■ What is required: Format every line of the listing below as a numbered list, skipping blank lines and leaving the pictures out.

[START OF Data provided]

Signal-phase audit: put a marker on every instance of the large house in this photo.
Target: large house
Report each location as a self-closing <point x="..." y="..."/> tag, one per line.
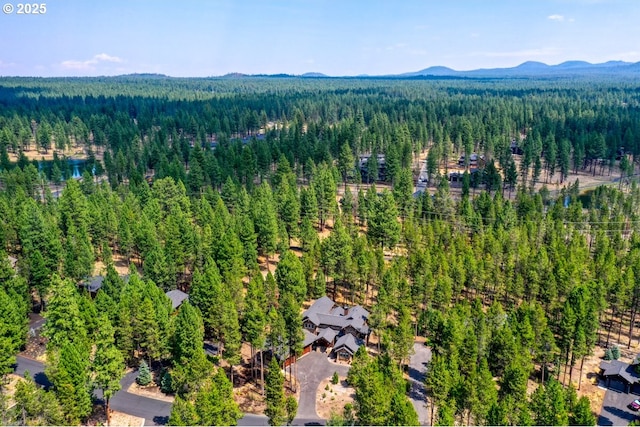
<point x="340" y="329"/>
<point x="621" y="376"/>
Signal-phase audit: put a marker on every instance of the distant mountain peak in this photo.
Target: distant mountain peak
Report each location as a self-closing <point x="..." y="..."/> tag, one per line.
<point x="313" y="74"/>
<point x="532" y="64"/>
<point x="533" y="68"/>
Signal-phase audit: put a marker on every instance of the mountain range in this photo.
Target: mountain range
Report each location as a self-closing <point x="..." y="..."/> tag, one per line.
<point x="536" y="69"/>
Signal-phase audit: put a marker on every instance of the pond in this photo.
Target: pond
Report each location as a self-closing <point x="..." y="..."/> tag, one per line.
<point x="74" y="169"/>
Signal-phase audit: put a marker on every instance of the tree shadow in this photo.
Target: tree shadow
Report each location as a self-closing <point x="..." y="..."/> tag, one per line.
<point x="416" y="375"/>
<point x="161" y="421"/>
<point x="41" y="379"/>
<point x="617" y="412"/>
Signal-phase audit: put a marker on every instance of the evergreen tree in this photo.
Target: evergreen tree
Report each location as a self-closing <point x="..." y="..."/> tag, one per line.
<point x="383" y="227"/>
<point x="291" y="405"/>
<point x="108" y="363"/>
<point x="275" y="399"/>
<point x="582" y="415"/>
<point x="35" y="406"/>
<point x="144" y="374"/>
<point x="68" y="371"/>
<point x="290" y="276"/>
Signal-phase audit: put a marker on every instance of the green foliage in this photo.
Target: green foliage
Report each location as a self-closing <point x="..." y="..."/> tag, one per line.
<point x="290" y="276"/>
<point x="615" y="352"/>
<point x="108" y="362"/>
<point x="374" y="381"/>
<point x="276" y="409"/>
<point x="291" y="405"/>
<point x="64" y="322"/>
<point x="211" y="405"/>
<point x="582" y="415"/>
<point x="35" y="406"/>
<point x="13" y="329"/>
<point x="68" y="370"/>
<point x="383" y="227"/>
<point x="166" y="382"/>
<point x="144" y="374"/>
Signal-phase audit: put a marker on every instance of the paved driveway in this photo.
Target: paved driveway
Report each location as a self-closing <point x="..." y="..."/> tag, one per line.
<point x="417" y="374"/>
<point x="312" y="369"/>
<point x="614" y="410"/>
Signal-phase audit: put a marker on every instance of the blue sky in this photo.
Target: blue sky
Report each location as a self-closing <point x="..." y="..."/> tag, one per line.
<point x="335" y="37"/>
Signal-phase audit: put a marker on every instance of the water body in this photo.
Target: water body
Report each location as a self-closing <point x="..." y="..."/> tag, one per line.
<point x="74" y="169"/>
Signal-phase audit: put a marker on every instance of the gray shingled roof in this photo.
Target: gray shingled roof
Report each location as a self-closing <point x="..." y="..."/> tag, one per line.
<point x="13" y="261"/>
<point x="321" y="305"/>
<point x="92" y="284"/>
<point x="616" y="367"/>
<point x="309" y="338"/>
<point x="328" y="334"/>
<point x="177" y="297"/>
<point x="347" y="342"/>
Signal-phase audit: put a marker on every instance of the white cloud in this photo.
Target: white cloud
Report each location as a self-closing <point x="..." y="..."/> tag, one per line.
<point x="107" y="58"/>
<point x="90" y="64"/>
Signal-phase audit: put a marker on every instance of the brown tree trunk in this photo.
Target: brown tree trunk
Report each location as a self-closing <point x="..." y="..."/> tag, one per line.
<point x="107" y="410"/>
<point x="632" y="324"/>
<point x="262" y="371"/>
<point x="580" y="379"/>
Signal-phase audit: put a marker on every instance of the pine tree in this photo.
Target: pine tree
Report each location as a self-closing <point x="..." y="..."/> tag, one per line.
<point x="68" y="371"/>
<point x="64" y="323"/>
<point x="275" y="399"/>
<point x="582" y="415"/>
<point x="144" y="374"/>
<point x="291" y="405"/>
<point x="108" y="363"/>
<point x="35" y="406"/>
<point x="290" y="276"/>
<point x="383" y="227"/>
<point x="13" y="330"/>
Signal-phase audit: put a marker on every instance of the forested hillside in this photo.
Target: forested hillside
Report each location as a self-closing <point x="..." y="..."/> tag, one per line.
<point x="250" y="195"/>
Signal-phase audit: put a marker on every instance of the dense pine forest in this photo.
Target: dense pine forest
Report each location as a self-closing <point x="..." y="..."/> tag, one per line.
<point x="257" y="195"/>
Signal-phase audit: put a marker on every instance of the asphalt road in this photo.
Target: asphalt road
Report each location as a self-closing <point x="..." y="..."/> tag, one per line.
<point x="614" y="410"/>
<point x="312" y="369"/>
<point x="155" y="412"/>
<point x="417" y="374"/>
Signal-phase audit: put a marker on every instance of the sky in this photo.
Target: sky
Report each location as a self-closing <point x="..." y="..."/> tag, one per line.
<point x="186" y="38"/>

[END OF Data provided]

■ The answer:
1. Signal-phase audit: put a marker on every instance of the large house in this photo.
2. Target: large house
3. Report each location as a self-closing <point x="..." y="..."/> tag, one per line.
4. <point x="340" y="329"/>
5. <point x="621" y="376"/>
6. Signal-phase audit: put a marker on every instance of the distant mountain peak in this photo.
7. Target: distant mountain peak
8. Report each location as a self-closing <point x="..." y="..."/> tag, one per line.
9. <point x="313" y="74"/>
10. <point x="532" y="64"/>
11. <point x="533" y="68"/>
12. Signal-phase audit: put a marker on every instance of the mountain range in this photo.
13. Target: mountain range
14. Report each location as a self-closing <point x="..." y="..."/> tag, one per line.
15. <point x="536" y="69"/>
16. Signal-phase audit: put a marker on every instance of the pond in this photo.
17. Target: pond
18. Report each location as a self-closing <point x="..." y="..."/> tag, one per line.
19. <point x="74" y="169"/>
20. Signal-phase audit: put a marker on every instance of the tree shadow in this photo.
21. Target: tree shadow
22. Report each location as a self-closing <point x="..." y="..."/> tag, one per line.
23. <point x="416" y="375"/>
24. <point x="161" y="421"/>
25. <point x="41" y="379"/>
26. <point x="617" y="412"/>
27. Signal-phase audit: put a marker on every instance of the evergreen tree in this photo.
28. Target: evergreen tree
29. Report each location as a self-closing <point x="..." y="..."/> tag, one per line.
30. <point x="383" y="227"/>
31. <point x="291" y="405"/>
32. <point x="108" y="363"/>
33. <point x="275" y="399"/>
34. <point x="582" y="415"/>
35. <point x="35" y="406"/>
36. <point x="144" y="374"/>
37. <point x="68" y="371"/>
38. <point x="290" y="276"/>
39. Signal-phase audit: put a marker on every instance of the green foliage in this photo.
40. Target: green foliage
41. Report each location as a self-closing <point x="..." y="..."/> tag, one per line.
42. <point x="290" y="276"/>
43. <point x="615" y="352"/>
44. <point x="108" y="362"/>
45. <point x="374" y="381"/>
46. <point x="276" y="409"/>
47. <point x="291" y="405"/>
48. <point x="64" y="322"/>
49. <point x="211" y="405"/>
50. <point x="582" y="415"/>
51. <point x="35" y="406"/>
52. <point x="13" y="329"/>
53. <point x="68" y="370"/>
54. <point x="383" y="227"/>
55. <point x="166" y="382"/>
56. <point x="144" y="374"/>
57. Signal-phase audit: put a marker on every instance of the paved driveway in this photo.
58. Target: paved driveway
59. Report each location as a self-closing <point x="..." y="..."/> tag, one per line.
60. <point x="417" y="374"/>
61. <point x="312" y="369"/>
62. <point x="614" y="410"/>
63. Signal-phase audit: put a marker on every instance of the blue sky in this photo.
64. Target: blue sky
65. Report each location as a self-closing <point x="..." y="..."/> tag, one per line.
66. <point x="335" y="37"/>
67. Signal-phase audit: put a marker on every instance of the water body in this photo.
68. Target: water body
69. Report each location as a self-closing <point x="..." y="..."/> tag, one per line.
70. <point x="74" y="169"/>
71. Signal-phase audit: put a marker on every instance of the gray shingled roof in this photo.
72. Target: gray shingled roof
73. Report each location as a self-closing <point x="..." y="..."/> tag, one per line.
74. <point x="13" y="261"/>
75. <point x="321" y="305"/>
76. <point x="92" y="284"/>
77. <point x="616" y="367"/>
78. <point x="309" y="338"/>
79. <point x="328" y="334"/>
80. <point x="177" y="297"/>
81. <point x="347" y="342"/>
82. Signal-phase audit: put a marker on every instance of the white cloud in this photo.
83. Target: white cloud
84. Report each location as a self-closing <point x="..." y="..."/> tag, one per line.
85. <point x="107" y="58"/>
86. <point x="90" y="64"/>
87. Signal-phase audit: put a marker on every instance of the brown tree trunk in this photo.
88. Target: brown tree trunk
89. Report each location as a self-closing <point x="..." y="..."/> tag, one per line.
90. <point x="107" y="410"/>
91. <point x="632" y="324"/>
92. <point x="262" y="371"/>
93. <point x="580" y="379"/>
94. Signal-phase audit: put a marker on every instance of the pine tree in this photo.
95. Target: pine tree
96. Report each location as a self-closing <point x="..." y="..."/> tag, one per line.
97. <point x="68" y="371"/>
98. <point x="64" y="323"/>
99. <point x="275" y="399"/>
100. <point x="582" y="415"/>
101. <point x="144" y="374"/>
102. <point x="291" y="405"/>
103. <point x="108" y="363"/>
104. <point x="35" y="406"/>
105. <point x="290" y="276"/>
106. <point x="383" y="227"/>
107. <point x="13" y="330"/>
108. Signal-phase audit: put a marker on every instance of the forested hillside in this photo.
109. Target: forested hillside
110. Report each location as a self-closing <point x="..." y="..."/> tag, one per line.
111. <point x="250" y="195"/>
112. Signal-phase audit: put a marker on every instance of the dense pine forest in this photo.
113. Target: dense pine forest
114. Report each location as a self-closing <point x="..." y="..."/> tag, one per line.
115. <point x="257" y="195"/>
116. Signal-phase audit: put a marker on every instance of the asphalt road in this photo.
117. Target: asphalt road
118. Report each location as a self-closing <point x="..." y="..."/> tag, one per line.
119. <point x="614" y="410"/>
120. <point x="312" y="369"/>
121. <point x="155" y="412"/>
122. <point x="417" y="374"/>
123. Signal-phase audit: put a marker on every instance of the sky in this photo.
124. Target: sky
125. Report each location as a self-closing <point x="..." y="..."/> tag, one per line.
126. <point x="186" y="38"/>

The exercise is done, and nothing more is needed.